The indexer supports the WebFountain Query Language (WFQL), the language that allows processes within the system to specify declarative combinations of result sets from different parts of the system (see Figure 6). Fragments of WFQL can be pushed down into the indices themselves; for example, Boolean subtrees can be handed in their entirety to the Boolean index, limiting the amount that needs to be sent over the network. However, when results must be aggregated over multiple indices, the WebFountain Joiner is responsible for handling the resulting joins. See the section "Querying" later for more details.

Figure 6

Hardware. Again, because hardware is the main cluster of nodes, indices are built where the data are stored and augmented for both performance and convenience reasons. This siting is relaxed for some specialized indices, which can run on stand-alone IBM xSeries model x350 machines (using 700 MHz four-way Intel Xeon processors with 4 GB of RAM) when appropriate. Currently, we migrate indexing away from the data for indices in development or when we index a relatively small set of the entities.

Software. The main indexer is implemented as a distributed, multithreaded C++ token stream indexer³⁰ run on each of the cluster nodes. It employs an integer-compressed-posting-list format to minimize not only storage requirements, but also I/O latency on complex joins that are passed down to it.

Future directions. The more WFQL that can be pushed down to the index the better. Doing this intelligently will require better costing estimates and models for setup and transport times on various queries. This improvement in turn leads to identification of frequent queries (for caching), as well as more involved query optimization.

Miners

We begin with a description of the distinction between entity-level operations (augmentation) and corpus-level (cross-entity) operations (mining). Augmenters have a specific data model: they process each entity in isolation without requiring information from neighboring entities. As described previously, they are easily parallelizable and can provide significant programming support. Tokenization, geographic context discovery, name extraction, and full machine translation are all examples of tasks that execute one page at a time. Miners, in contrast, perform tasks such as aggregate statistics, trending, relationship extraction, and clustering. They must maintain state across multiple entities in order to do their job. Typically, such miners would begin by running an augmenter over the data, possibly just to dump certain extracted information. However, the miner would then begin aggregate processing of all the dumped information. Finally, the miner can either upload data back to storage (to the processed entity, or to another entity such as a Web site, or a corporation), or the miner can present the results of its mining as a Web service without writing back to storage.

Challenge. The primary challenge in mining is scalability. Additionally, even sorting takes a significant amount of time (measured in hours or days), and quadratic time algorithms are essentially infeasible until the data have been dramatically distilled. Furthermore, in a multibillion entity corpus, even the problem of separating the relevant information from the noise may become a large data question.

════

INSTRUCTION.
Answer these questions about the WebFountain indexing and mining text, one line each:
1. What processors and how much RAM do the stand-alone IBM xSeries model x350 machines use?
2. What storage format does the main indexer employ?
3. What is named as the primary challenge in mining?
The records are separate material, unconnected to the text above.

SUPPLIED DATA.
════

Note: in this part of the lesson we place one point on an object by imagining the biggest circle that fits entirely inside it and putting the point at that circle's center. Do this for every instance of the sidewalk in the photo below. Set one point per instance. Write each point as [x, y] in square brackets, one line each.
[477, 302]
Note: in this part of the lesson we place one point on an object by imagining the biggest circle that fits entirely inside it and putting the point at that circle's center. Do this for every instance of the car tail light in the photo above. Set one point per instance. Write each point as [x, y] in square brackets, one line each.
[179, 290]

════

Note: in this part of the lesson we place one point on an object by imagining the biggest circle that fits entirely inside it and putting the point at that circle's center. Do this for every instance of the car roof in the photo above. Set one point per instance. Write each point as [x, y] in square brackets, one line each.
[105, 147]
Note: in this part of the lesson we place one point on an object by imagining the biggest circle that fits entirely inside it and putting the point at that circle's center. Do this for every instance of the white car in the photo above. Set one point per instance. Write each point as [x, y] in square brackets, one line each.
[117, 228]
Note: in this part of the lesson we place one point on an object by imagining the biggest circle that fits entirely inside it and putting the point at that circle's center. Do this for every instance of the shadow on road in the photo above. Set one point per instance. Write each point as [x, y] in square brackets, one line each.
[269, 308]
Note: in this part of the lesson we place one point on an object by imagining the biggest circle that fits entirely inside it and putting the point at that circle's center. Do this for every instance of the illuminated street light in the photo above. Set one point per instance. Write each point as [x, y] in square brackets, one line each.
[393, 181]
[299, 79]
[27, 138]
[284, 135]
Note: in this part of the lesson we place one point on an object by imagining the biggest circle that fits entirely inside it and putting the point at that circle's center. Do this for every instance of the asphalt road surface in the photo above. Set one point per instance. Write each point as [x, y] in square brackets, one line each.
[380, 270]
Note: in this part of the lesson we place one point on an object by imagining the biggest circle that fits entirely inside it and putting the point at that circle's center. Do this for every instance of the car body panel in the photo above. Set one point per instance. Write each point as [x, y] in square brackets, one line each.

════

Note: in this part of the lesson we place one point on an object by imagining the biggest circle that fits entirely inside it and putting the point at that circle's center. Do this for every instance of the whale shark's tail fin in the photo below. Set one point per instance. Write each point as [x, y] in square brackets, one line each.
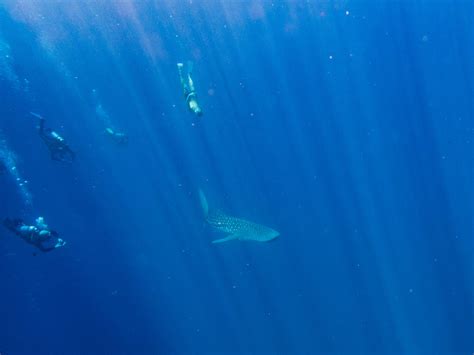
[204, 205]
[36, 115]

════

EXERCISE RESULT.
1. 700 MHz four-way Intel Xeon processors with 4 GB of RAM.
2. An integer-compressed-posting-list format.
3. Scalability.